> _The problem_: Copy word for word the part of the computation graph transcript that runs from "What's the gradient" up to and including "Um, what about this edge?".

> _Text excerpt_:
And now we're going to take the dot product of W and H, that gives you the score.

Speaker A

Um, and then now it's uh score minus Y is a residual.

Speaker A

And the residual squared is a loss.

Speaker A

Okay, another aside is that the computation graph really allows you to see visually this modularity.

Speaker A

So the part up here is just the squared loss.

Speaker A

And the part down here is anything, any way of computing a score.

Speaker A

So before we had a linear classifier, a linear predictor, now we have a two-layer neural network.

Speaker A

It could be a four-layer neural network.

Speaker A

Which computation graph is just a bit.

Speaker A

Okay, so that's the computation graph.

Speaker A

Now let's uh to perform stochastic gradient descent, we need to compute the gradient with respect to both W and V.

Speaker A

Okay, so let's compute the gradient with respect to W of the loss.

Speaker A

Um, and what I'm going to do is look at the the edges and compute the gradients.

Speaker A

Okay, so here's our cheat sheet.

Speaker A

Um, so, okay, what goes on this edge?

Speaker A

What's the gradient of the squared?

Speaker A

This is just two times the input.

Speaker A

Which is in this case two times the residual.

Speaker A

Um, what about this edge?

Speaker A

So minus.

Speaker A

So this should just be a one.

Speaker A

On here.

Speaker A

And then what about this edge?

Speaker A

Uh, this is just going to be the second input.

Speaker A

You can find here.

Speaker A

So that is an H.

Speaker A

Okay, so now multiply all these things together.

Speaker A

And you get the gradient of the loss function with respect to W.

Speaker A

Okay.

Speaker A

All right, um, so one thing you can kind of double check is that we did do the gradient of the squared loss for linear predictors.

Speaker A

And it was also two times the residual times the feature vector instead of H, and now we just have H, which is a kind of a stand-in for the feature vector as far as W is concerned.

Speaker A

So that's kind of a nice sanity check.

Speaker A

All right.

Speaker A

So now let's do this more complicated one.

Speaker A

So this we want to compute the gradient with respect to V of loss of all the arguments.

Speaker A

And this equals.

Speaker A

Um, let's fill in all the edges.

Speaker A

Um, so first of all, notice that these two edges are actually in common with this path.

> _Stored data_:
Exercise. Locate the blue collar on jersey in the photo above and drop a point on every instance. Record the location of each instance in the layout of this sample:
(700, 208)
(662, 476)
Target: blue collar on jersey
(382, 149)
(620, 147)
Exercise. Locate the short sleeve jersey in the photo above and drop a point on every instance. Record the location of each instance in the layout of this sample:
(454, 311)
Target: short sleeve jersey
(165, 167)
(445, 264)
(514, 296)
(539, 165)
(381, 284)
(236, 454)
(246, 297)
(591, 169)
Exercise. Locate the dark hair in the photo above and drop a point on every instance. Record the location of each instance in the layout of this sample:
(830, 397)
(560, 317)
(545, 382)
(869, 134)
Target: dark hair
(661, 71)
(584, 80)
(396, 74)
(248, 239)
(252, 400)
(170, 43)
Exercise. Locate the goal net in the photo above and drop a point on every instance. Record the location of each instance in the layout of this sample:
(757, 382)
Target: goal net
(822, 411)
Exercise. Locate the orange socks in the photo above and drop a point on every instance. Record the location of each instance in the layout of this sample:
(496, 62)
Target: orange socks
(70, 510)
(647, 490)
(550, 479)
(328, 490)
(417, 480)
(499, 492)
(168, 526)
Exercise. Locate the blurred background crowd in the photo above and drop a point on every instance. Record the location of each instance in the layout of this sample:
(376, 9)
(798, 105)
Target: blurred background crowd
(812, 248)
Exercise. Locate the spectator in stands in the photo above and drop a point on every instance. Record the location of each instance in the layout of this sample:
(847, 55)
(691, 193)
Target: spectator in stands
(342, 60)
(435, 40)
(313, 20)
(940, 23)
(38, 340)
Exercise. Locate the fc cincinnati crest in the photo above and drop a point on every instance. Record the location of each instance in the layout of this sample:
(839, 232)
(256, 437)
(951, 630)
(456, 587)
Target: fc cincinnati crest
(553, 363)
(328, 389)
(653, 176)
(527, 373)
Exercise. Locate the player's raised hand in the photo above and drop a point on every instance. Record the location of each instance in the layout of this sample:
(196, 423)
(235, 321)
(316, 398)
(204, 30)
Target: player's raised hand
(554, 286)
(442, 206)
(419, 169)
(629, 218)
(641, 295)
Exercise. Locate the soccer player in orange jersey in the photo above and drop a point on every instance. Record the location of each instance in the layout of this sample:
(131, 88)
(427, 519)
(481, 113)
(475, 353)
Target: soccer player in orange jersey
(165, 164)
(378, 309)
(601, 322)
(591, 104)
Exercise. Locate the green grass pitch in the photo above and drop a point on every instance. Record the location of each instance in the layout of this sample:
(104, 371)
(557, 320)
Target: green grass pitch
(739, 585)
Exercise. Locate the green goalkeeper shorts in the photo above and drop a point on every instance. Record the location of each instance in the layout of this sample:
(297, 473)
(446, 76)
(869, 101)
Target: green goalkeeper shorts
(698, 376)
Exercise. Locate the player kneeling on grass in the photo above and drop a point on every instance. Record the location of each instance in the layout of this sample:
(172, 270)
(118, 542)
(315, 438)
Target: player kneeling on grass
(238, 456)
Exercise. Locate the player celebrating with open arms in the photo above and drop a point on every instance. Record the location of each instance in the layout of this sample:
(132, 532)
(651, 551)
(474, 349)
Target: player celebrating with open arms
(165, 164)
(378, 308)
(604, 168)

> _Problem solution_:
What's the gradient of the squared?

Speaker A

This is just two times the input.

Speaker A

Which is in this case two times the residual.

Speaker A

Um, what about this edge?